** PASSAGE PROVIDED **
------------------------------------
DS07 - Société de l'information et de la communication

OptimAl Transport for MachIne Learning – OATMIL

Submission summary

In our era of steady data deluge, there is no doubt that the design of efficient techniques to extract knowledge from massive data collections or data streams has become a fundamental scientific and technological challenge bearing immense opportunities, both industrial and societal. As such, it is naturally the object of intense work in many communities, from signal processing to machine learning and data mining, now converging to a new dedicated field called Data Science. In a nutshell, the ultimate goal of Data Science is to design algorithms for information extraction achieving a good balance between the quality of the extracted information and the resources (computation time, energy, memory, ...) invested to obtain it.
Be it for data visualization or for prediction models, today's most successful techniques rely at some stage on Machine Learning (ML) where in a (possibly costly) learning phase a training collection is exploited to tune the algorithm parameters.

The vision of OATMIL is that Optimal Transport (OT) has the potential to provide elegant and conceptually rich approaches to address the corresponding challenges, through a geometric perspective on ML seen as a family of techniques to map the empirical distribution of training data to parameters. Vice-versa, we envision that many of the challenging computational aspects of OT can be efficiently addressed by developing new optimization algorithms inspired by state of the art ML.
------------------------------------
** EXERCISE SET **
(1) What does the project summary give as the ultimate goal of Data Science?
(2) Please gather every line of the records that contains the string "number". Case counts.

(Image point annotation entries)
------------------------------------
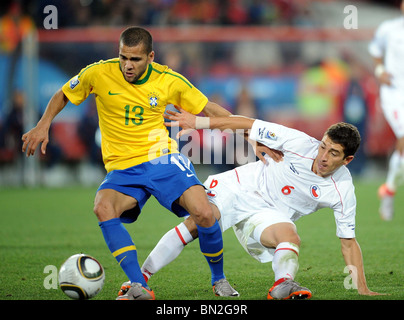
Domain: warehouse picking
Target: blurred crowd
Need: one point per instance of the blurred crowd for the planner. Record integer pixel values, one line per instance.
(75, 13)
(332, 83)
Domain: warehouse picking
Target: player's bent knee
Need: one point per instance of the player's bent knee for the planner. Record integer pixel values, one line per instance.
(103, 211)
(203, 217)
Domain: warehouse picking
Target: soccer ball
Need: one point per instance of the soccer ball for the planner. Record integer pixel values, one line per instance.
(81, 277)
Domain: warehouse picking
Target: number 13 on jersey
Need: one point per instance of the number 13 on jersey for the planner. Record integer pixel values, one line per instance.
(135, 114)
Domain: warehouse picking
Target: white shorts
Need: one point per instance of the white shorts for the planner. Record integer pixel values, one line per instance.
(392, 104)
(245, 211)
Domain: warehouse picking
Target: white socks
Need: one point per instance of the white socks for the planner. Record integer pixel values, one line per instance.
(167, 249)
(285, 262)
------------------------------------
** ANSWERS TO THE PROBLEMS **
(1) To design algorithms for information extraction that achieve a good balance between the quality of the extracted information and the resources (computation time, energy, memory, ...) invested to obtain it.

(2)
Target: number 13 on jersey
Need: one point per instance of the number 13 on jersey for the planner. Record integer pixel values, one line per instance.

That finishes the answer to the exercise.